§ **GOAL 1**
In the post about the singlespeed cyclocross weekend, what city hosted the SSCXWC?
§ **GOAL 2**
Extend the post about the singlespeed cyclocross weekend, picking up after its final sentence.

§ **QUOTED TEXT**
--------------------------------

One gear, all-terrain, 72 hour party
Have you ever read reports about or talked to friends that have gone to the Burning Man festival and all they can say is something along the lines of, ‘you’ve got to see it to believe it, dude. Seriously, you have to experience it to know it, man’? Well, that is very much the sum total of what I’m about to say about my experience of last weekend’s SSCXWC (Single Speed Cyclocross World Champs) in Victoria, BC.
You see, today I feel like how astronauts might feel after coming back to earth. You’ve seen so much that there’s no way to easily flatten the magnitude of the cosmos into a few simple-to-digest sentences. Nor, in fact, would a weighty tome be appropriate.
But here’s a little taster in the form of a few poorly timed and executed photographs of the few things I could manage to lift my camera to. Nearly all weekend my face was in one of two positions: jaw-on-collar-stupefaction or head-straight-back-howling-at-the-moon-raging, so I was unable to capture the really brightly burning moments but could occasionally capture the fizzling afterglow of it all.

--------------------------------

[Recorded data]
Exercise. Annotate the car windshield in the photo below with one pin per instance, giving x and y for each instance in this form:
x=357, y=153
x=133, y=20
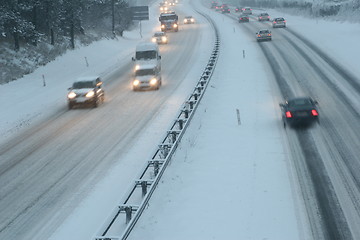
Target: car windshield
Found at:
x=168, y=17
x=146, y=55
x=145, y=72
x=83, y=84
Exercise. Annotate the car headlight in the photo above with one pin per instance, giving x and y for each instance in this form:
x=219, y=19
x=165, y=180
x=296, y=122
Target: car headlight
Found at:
x=71, y=95
x=153, y=81
x=136, y=82
x=90, y=94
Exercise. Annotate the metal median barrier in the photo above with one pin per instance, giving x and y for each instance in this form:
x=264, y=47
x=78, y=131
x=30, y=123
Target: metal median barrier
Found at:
x=139, y=194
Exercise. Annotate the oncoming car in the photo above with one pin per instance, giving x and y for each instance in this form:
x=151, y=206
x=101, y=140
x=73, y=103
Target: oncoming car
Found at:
x=244, y=18
x=299, y=112
x=279, y=22
x=86, y=91
x=147, y=77
x=246, y=10
x=263, y=17
x=263, y=35
x=160, y=38
x=189, y=20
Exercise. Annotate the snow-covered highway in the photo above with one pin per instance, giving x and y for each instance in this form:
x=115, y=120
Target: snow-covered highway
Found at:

--------------------------------

§ **REPLY 1**
Victoria, BC.

§ **REPLY 2**
But here’s the primer for what the SSCXWC is somewhat about (I say somewhat because I think all 300 or so people who were there probably had their own personal odyssey this weekend, so this is just my take on it all): one gear is all you’ll need but two livers would be really useful.
Saturday consisted of the Feats Of Strength Qualifier, which was essentially a booze cruise around Victoria broken up with five challenges – a pump track and stairway race (which you can see Vancouver local and Nomad enduro action man, Chris Johnston getting neatly blocked from the win), a foot down competition, a five lap singletrack eliminator, a hillclimb and a sand trap distance challenge. Your performance in each on of these determined whether you scored high enough to get through to the main race on Sunday, or were clumped into the Everyone’s Not A Winner consolation race.
Saturday morning’s qualifiers started at Hoyne brewery and there were samples. A lot of them. We were one of the last groups to set off on Saturday and the result was that we started very nicely lubricated. Which also resulted in our group completing the loop in the dark.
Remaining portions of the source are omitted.